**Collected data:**
= = = = = = =

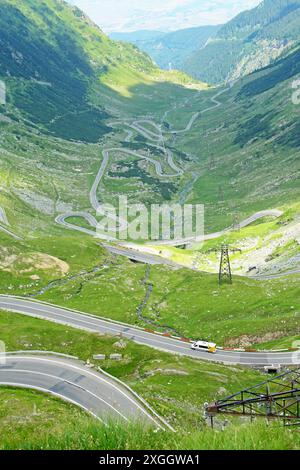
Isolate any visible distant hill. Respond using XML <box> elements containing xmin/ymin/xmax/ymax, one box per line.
<box><xmin>110</xmin><ymin>30</ymin><xmax>165</xmax><ymax>43</ymax></box>
<box><xmin>184</xmin><ymin>0</ymin><xmax>300</xmax><ymax>84</ymax></box>
<box><xmin>110</xmin><ymin>25</ymin><xmax>221</xmax><ymax>71</ymax></box>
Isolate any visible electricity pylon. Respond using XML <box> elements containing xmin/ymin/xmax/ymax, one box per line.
<box><xmin>205</xmin><ymin>368</ymin><xmax>300</xmax><ymax>428</ymax></box>
<box><xmin>232</xmin><ymin>213</ymin><xmax>240</xmax><ymax>232</ymax></box>
<box><xmin>218</xmin><ymin>185</ymin><xmax>225</xmax><ymax>202</ymax></box>
<box><xmin>208</xmin><ymin>156</ymin><xmax>216</xmax><ymax>171</ymax></box>
<box><xmin>208</xmin><ymin>245</ymin><xmax>242</xmax><ymax>285</ymax></box>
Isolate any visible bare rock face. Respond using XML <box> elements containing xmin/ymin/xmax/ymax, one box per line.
<box><xmin>110</xmin><ymin>354</ymin><xmax>122</xmax><ymax>361</ymax></box>
<box><xmin>113</xmin><ymin>339</ymin><xmax>128</xmax><ymax>350</ymax></box>
<box><xmin>225</xmin><ymin>331</ymin><xmax>285</xmax><ymax>348</ymax></box>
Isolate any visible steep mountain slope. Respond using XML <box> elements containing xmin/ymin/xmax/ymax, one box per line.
<box><xmin>0</xmin><ymin>0</ymin><xmax>208</xmax><ymax>281</ymax></box>
<box><xmin>0</xmin><ymin>0</ymin><xmax>200</xmax><ymax>142</ymax></box>
<box><xmin>162</xmin><ymin>43</ymin><xmax>300</xmax><ymax>234</ymax></box>
<box><xmin>185</xmin><ymin>0</ymin><xmax>300</xmax><ymax>84</ymax></box>
<box><xmin>0</xmin><ymin>0</ymin><xmax>299</xmax><ymax>245</ymax></box>
<box><xmin>111</xmin><ymin>25</ymin><xmax>220</xmax><ymax>71</ymax></box>
<box><xmin>0</xmin><ymin>0</ymin><xmax>204</xmax><ymax>272</ymax></box>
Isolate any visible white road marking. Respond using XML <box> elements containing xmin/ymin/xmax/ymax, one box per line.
<box><xmin>0</xmin><ymin>367</ymin><xmax>129</xmax><ymax>421</ymax></box>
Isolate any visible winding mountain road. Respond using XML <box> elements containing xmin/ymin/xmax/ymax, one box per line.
<box><xmin>56</xmin><ymin>87</ymin><xmax>283</xmax><ymax>249</ymax></box>
<box><xmin>102</xmin><ymin>243</ymin><xmax>180</xmax><ymax>267</ymax></box>
<box><xmin>0</xmin><ymin>207</ymin><xmax>9</xmax><ymax>226</ymax></box>
<box><xmin>56</xmin><ymin>210</ymin><xmax>286</xmax><ymax>276</ymax></box>
<box><xmin>150</xmin><ymin>209</ymin><xmax>284</xmax><ymax>247</ymax></box>
<box><xmin>0</xmin><ymin>353</ymin><xmax>166</xmax><ymax>427</ymax></box>
<box><xmin>55</xmin><ymin>86</ymin><xmax>228</xmax><ymax>240</ymax></box>
<box><xmin>56</xmin><ymin>141</ymin><xmax>183</xmax><ymax>239</ymax></box>
<box><xmin>0</xmin><ymin>296</ymin><xmax>299</xmax><ymax>366</ymax></box>
<box><xmin>53</xmin><ymin>89</ymin><xmax>293</xmax><ymax>278</ymax></box>
<box><xmin>167</xmin><ymin>87</ymin><xmax>230</xmax><ymax>135</ymax></box>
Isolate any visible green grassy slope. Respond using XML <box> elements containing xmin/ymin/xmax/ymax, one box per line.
<box><xmin>1</xmin><ymin>230</ymin><xmax>298</xmax><ymax>348</ymax></box>
<box><xmin>2</xmin><ymin>1</ymin><xmax>298</xmax><ymax>239</ymax></box>
<box><xmin>0</xmin><ymin>0</ymin><xmax>299</xmax><ymax>450</ymax></box>
<box><xmin>32</xmin><ymin>260</ymin><xmax>299</xmax><ymax>348</ymax></box>
<box><xmin>152</xmin><ymin>202</ymin><xmax>300</xmax><ymax>277</ymax></box>
<box><xmin>168</xmin><ymin>46</ymin><xmax>300</xmax><ymax>232</ymax></box>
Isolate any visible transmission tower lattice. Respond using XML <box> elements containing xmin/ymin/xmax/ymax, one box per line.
<box><xmin>218</xmin><ymin>185</ymin><xmax>225</xmax><ymax>202</ymax></box>
<box><xmin>232</xmin><ymin>213</ymin><xmax>240</xmax><ymax>232</ymax></box>
<box><xmin>205</xmin><ymin>367</ymin><xmax>300</xmax><ymax>428</ymax></box>
<box><xmin>208</xmin><ymin>245</ymin><xmax>241</xmax><ymax>285</ymax></box>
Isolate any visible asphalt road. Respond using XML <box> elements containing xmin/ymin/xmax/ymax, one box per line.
<box><xmin>167</xmin><ymin>87</ymin><xmax>230</xmax><ymax>135</ymax></box>
<box><xmin>55</xmin><ymin>213</ymin><xmax>114</xmax><ymax>241</ymax></box>
<box><xmin>103</xmin><ymin>244</ymin><xmax>300</xmax><ymax>280</ymax></box>
<box><xmin>0</xmin><ymin>296</ymin><xmax>299</xmax><ymax>366</ymax></box>
<box><xmin>56</xmin><ymin>141</ymin><xmax>182</xmax><ymax>239</ymax></box>
<box><xmin>0</xmin><ymin>206</ymin><xmax>22</xmax><ymax>240</ymax></box>
<box><xmin>0</xmin><ymin>353</ymin><xmax>163</xmax><ymax>426</ymax></box>
<box><xmin>0</xmin><ymin>207</ymin><xmax>8</xmax><ymax>226</ymax></box>
<box><xmin>151</xmin><ymin>209</ymin><xmax>283</xmax><ymax>246</ymax></box>
<box><xmin>253</xmin><ymin>268</ymin><xmax>300</xmax><ymax>280</ymax></box>
<box><xmin>0</xmin><ymin>224</ymin><xmax>22</xmax><ymax>240</ymax></box>
<box><xmin>102</xmin><ymin>244</ymin><xmax>180</xmax><ymax>267</ymax></box>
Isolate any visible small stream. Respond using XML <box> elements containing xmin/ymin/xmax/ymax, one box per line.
<box><xmin>136</xmin><ymin>266</ymin><xmax>182</xmax><ymax>336</ymax></box>
<box><xmin>25</xmin><ymin>259</ymin><xmax>183</xmax><ymax>336</ymax></box>
<box><xmin>177</xmin><ymin>172</ymin><xmax>199</xmax><ymax>205</ymax></box>
<box><xmin>25</xmin><ymin>265</ymin><xmax>105</xmax><ymax>298</ymax></box>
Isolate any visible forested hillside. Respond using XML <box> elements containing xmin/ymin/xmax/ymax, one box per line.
<box><xmin>111</xmin><ymin>25</ymin><xmax>220</xmax><ymax>71</ymax></box>
<box><xmin>184</xmin><ymin>0</ymin><xmax>300</xmax><ymax>84</ymax></box>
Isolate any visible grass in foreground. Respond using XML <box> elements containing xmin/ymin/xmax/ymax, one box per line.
<box><xmin>0</xmin><ymin>387</ymin><xmax>299</xmax><ymax>450</ymax></box>
<box><xmin>0</xmin><ymin>310</ymin><xmax>262</xmax><ymax>430</ymax></box>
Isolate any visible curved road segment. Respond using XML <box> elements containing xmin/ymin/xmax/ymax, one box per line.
<box><xmin>0</xmin><ymin>296</ymin><xmax>299</xmax><ymax>366</ymax></box>
<box><xmin>0</xmin><ymin>353</ymin><xmax>164</xmax><ymax>427</ymax></box>
<box><xmin>0</xmin><ymin>224</ymin><xmax>22</xmax><ymax>240</ymax></box>
<box><xmin>55</xmin><ymin>86</ymin><xmax>229</xmax><ymax>240</ymax></box>
<box><xmin>0</xmin><ymin>206</ymin><xmax>22</xmax><ymax>240</ymax></box>
<box><xmin>149</xmin><ymin>209</ymin><xmax>283</xmax><ymax>247</ymax></box>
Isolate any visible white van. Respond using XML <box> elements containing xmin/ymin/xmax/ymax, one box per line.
<box><xmin>191</xmin><ymin>340</ymin><xmax>217</xmax><ymax>354</ymax></box>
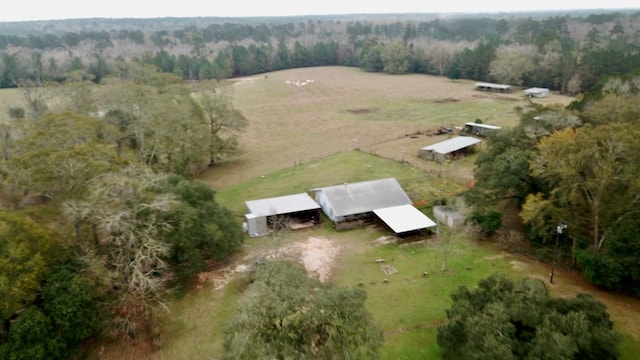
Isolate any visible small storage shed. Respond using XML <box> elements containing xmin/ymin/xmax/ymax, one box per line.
<box><xmin>463</xmin><ymin>122</ymin><xmax>501</xmax><ymax>137</ymax></box>
<box><xmin>244</xmin><ymin>193</ymin><xmax>321</xmax><ymax>237</ymax></box>
<box><xmin>475</xmin><ymin>82</ymin><xmax>511</xmax><ymax>93</ymax></box>
<box><xmin>420</xmin><ymin>136</ymin><xmax>482</xmax><ymax>162</ymax></box>
<box><xmin>373</xmin><ymin>205</ymin><xmax>437</xmax><ymax>237</ymax></box>
<box><xmin>312</xmin><ymin>178</ymin><xmax>412</xmax><ymax>226</ymax></box>
<box><xmin>524</xmin><ymin>87</ymin><xmax>549</xmax><ymax>98</ymax></box>
<box><xmin>433</xmin><ymin>205</ymin><xmax>466</xmax><ymax>229</ymax></box>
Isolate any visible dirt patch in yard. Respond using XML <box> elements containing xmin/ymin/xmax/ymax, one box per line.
<box><xmin>196</xmin><ymin>236</ymin><xmax>340</xmax><ymax>290</ymax></box>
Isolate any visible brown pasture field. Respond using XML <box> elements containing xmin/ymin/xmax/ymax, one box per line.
<box><xmin>199</xmin><ymin>66</ymin><xmax>573</xmax><ymax>189</ymax></box>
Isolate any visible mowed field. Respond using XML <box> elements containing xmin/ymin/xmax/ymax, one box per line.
<box><xmin>199</xmin><ymin>66</ymin><xmax>573</xmax><ymax>189</ymax></box>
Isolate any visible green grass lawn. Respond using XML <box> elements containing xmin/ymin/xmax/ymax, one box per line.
<box><xmin>333</xmin><ymin>229</ymin><xmax>515</xmax><ymax>358</ymax></box>
<box><xmin>215</xmin><ymin>149</ymin><xmax>465</xmax><ymax>216</ymax></box>
<box><xmin>156</xmin><ymin>149</ymin><xmax>640</xmax><ymax>360</ymax></box>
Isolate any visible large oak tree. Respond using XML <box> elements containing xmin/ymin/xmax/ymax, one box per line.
<box><xmin>224</xmin><ymin>261</ymin><xmax>383</xmax><ymax>360</ymax></box>
<box><xmin>437</xmin><ymin>273</ymin><xmax>619</xmax><ymax>360</ymax></box>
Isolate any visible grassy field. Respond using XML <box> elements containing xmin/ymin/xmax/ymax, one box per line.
<box><xmin>215</xmin><ymin>150</ymin><xmax>465</xmax><ymax>216</ymax></box>
<box><xmin>199</xmin><ymin>66</ymin><xmax>573</xmax><ymax>189</ymax></box>
<box><xmin>0</xmin><ymin>88</ymin><xmax>26</xmax><ymax>123</ymax></box>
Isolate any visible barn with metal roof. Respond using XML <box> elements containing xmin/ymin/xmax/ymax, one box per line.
<box><xmin>244</xmin><ymin>193</ymin><xmax>321</xmax><ymax>237</ymax></box>
<box><xmin>419</xmin><ymin>136</ymin><xmax>481</xmax><ymax>162</ymax></box>
<box><xmin>312</xmin><ymin>178</ymin><xmax>410</xmax><ymax>223</ymax></box>
<box><xmin>463</xmin><ymin>122</ymin><xmax>501</xmax><ymax>137</ymax></box>
<box><xmin>311</xmin><ymin>178</ymin><xmax>437</xmax><ymax>235</ymax></box>
<box><xmin>475</xmin><ymin>82</ymin><xmax>512</xmax><ymax>92</ymax></box>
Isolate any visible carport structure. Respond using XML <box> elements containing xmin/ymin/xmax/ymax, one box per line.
<box><xmin>475</xmin><ymin>82</ymin><xmax>512</xmax><ymax>92</ymax></box>
<box><xmin>373</xmin><ymin>204</ymin><xmax>437</xmax><ymax>237</ymax></box>
<box><xmin>244</xmin><ymin>193</ymin><xmax>321</xmax><ymax>237</ymax></box>
<box><xmin>419</xmin><ymin>136</ymin><xmax>482</xmax><ymax>162</ymax></box>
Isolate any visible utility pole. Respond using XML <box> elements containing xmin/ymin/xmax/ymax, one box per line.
<box><xmin>550</xmin><ymin>222</ymin><xmax>567</xmax><ymax>284</ymax></box>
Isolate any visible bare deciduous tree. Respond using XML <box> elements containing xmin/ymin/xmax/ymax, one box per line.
<box><xmin>63</xmin><ymin>166</ymin><xmax>177</xmax><ymax>338</ymax></box>
<box><xmin>489</xmin><ymin>44</ymin><xmax>537</xmax><ymax>85</ymax></box>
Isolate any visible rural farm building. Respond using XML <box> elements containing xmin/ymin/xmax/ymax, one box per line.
<box><xmin>475</xmin><ymin>82</ymin><xmax>512</xmax><ymax>93</ymax></box>
<box><xmin>524</xmin><ymin>87</ymin><xmax>550</xmax><ymax>98</ymax></box>
<box><xmin>244</xmin><ymin>193</ymin><xmax>321</xmax><ymax>237</ymax></box>
<box><xmin>433</xmin><ymin>205</ymin><xmax>467</xmax><ymax>229</ymax></box>
<box><xmin>463</xmin><ymin>122</ymin><xmax>501</xmax><ymax>137</ymax></box>
<box><xmin>311</xmin><ymin>178</ymin><xmax>437</xmax><ymax>235</ymax></box>
<box><xmin>419</xmin><ymin>136</ymin><xmax>482</xmax><ymax>162</ymax></box>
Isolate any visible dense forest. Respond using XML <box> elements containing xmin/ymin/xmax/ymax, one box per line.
<box><xmin>1</xmin><ymin>10</ymin><xmax>640</xmax><ymax>94</ymax></box>
<box><xmin>2</xmin><ymin>10</ymin><xmax>640</xmax><ymax>359</ymax></box>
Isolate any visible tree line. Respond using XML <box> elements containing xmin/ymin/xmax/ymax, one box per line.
<box><xmin>2</xmin><ymin>10</ymin><xmax>640</xmax><ymax>93</ymax></box>
<box><xmin>0</xmin><ymin>63</ymin><xmax>249</xmax><ymax>358</ymax></box>
<box><xmin>466</xmin><ymin>74</ymin><xmax>640</xmax><ymax>295</ymax></box>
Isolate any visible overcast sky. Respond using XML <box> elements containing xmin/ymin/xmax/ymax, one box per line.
<box><xmin>1</xmin><ymin>0</ymin><xmax>639</xmax><ymax>22</ymax></box>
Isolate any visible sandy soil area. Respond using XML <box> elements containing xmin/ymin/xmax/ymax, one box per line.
<box><xmin>197</xmin><ymin>236</ymin><xmax>340</xmax><ymax>289</ymax></box>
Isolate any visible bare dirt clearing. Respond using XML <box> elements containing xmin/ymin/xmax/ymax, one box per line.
<box><xmin>196</xmin><ymin>236</ymin><xmax>340</xmax><ymax>290</ymax></box>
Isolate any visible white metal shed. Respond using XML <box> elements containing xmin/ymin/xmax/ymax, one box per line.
<box><xmin>524</xmin><ymin>87</ymin><xmax>550</xmax><ymax>98</ymax></box>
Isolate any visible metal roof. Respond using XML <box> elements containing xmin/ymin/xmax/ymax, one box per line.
<box><xmin>245</xmin><ymin>193</ymin><xmax>320</xmax><ymax>217</ymax></box>
<box><xmin>524</xmin><ymin>87</ymin><xmax>549</xmax><ymax>94</ymax></box>
<box><xmin>313</xmin><ymin>178</ymin><xmax>411</xmax><ymax>218</ymax></box>
<box><xmin>421</xmin><ymin>136</ymin><xmax>482</xmax><ymax>155</ymax></box>
<box><xmin>475</xmin><ymin>82</ymin><xmax>512</xmax><ymax>90</ymax></box>
<box><xmin>465</xmin><ymin>122</ymin><xmax>501</xmax><ymax>130</ymax></box>
<box><xmin>374</xmin><ymin>205</ymin><xmax>437</xmax><ymax>234</ymax></box>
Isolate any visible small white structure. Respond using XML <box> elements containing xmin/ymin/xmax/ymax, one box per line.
<box><xmin>524</xmin><ymin>87</ymin><xmax>550</xmax><ymax>98</ymax></box>
<box><xmin>244</xmin><ymin>193</ymin><xmax>321</xmax><ymax>237</ymax></box>
<box><xmin>420</xmin><ymin>136</ymin><xmax>482</xmax><ymax>162</ymax></box>
<box><xmin>433</xmin><ymin>206</ymin><xmax>466</xmax><ymax>229</ymax></box>
<box><xmin>463</xmin><ymin>122</ymin><xmax>501</xmax><ymax>137</ymax></box>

= = = = = = =

**Required work:** Beginning with the line that contains "Isolate any visible tree" and ending with the last line of the data above, return those lines exactly and nothing else.

**Expected answer:**
Isolate any visible tree line. Respond using XML <box> elements containing xmin/ymin/xmax/ymax, one box per line.
<box><xmin>2</xmin><ymin>10</ymin><xmax>640</xmax><ymax>93</ymax></box>
<box><xmin>0</xmin><ymin>63</ymin><xmax>249</xmax><ymax>358</ymax></box>
<box><xmin>466</xmin><ymin>74</ymin><xmax>640</xmax><ymax>295</ymax></box>
Isolate any visible overcast sky. Respond using XML <box> elements containing xmin/ymin/xmax/ymax, one box per line.
<box><xmin>1</xmin><ymin>0</ymin><xmax>639</xmax><ymax>22</ymax></box>
Isolate any visible sandy soil area. Respond using XML <box> elements containing xmin/ymin/xmax/ymax, one box per line.
<box><xmin>197</xmin><ymin>236</ymin><xmax>340</xmax><ymax>289</ymax></box>
Isolate any visible bare dirt clearing. Respond using XML <box> elements containing xmin/ymin/xmax/ymax, one box per line.
<box><xmin>196</xmin><ymin>236</ymin><xmax>340</xmax><ymax>290</ymax></box>
Isolate any visible white metal shed. Respond using XML <box> elements containing xmin/ymin/xmax/ymax, one box per line.
<box><xmin>524</xmin><ymin>87</ymin><xmax>550</xmax><ymax>98</ymax></box>
Isolate any visible metal roof. Respond using XML <box> elements containing xmin/ymin/xmax/ymax, one box per line.
<box><xmin>245</xmin><ymin>193</ymin><xmax>320</xmax><ymax>217</ymax></box>
<box><xmin>524</xmin><ymin>87</ymin><xmax>549</xmax><ymax>94</ymax></box>
<box><xmin>313</xmin><ymin>178</ymin><xmax>411</xmax><ymax>218</ymax></box>
<box><xmin>421</xmin><ymin>136</ymin><xmax>482</xmax><ymax>155</ymax></box>
<box><xmin>475</xmin><ymin>82</ymin><xmax>512</xmax><ymax>90</ymax></box>
<box><xmin>465</xmin><ymin>122</ymin><xmax>501</xmax><ymax>130</ymax></box>
<box><xmin>374</xmin><ymin>205</ymin><xmax>437</xmax><ymax>234</ymax></box>
Isolate any visible small white structure. Respond using XML <box> elements containing xmin/ymin/xmax/ymax, one box per line.
<box><xmin>524</xmin><ymin>87</ymin><xmax>550</xmax><ymax>98</ymax></box>
<box><xmin>244</xmin><ymin>193</ymin><xmax>321</xmax><ymax>237</ymax></box>
<box><xmin>420</xmin><ymin>136</ymin><xmax>482</xmax><ymax>162</ymax></box>
<box><xmin>433</xmin><ymin>206</ymin><xmax>466</xmax><ymax>229</ymax></box>
<box><xmin>463</xmin><ymin>122</ymin><xmax>501</xmax><ymax>137</ymax></box>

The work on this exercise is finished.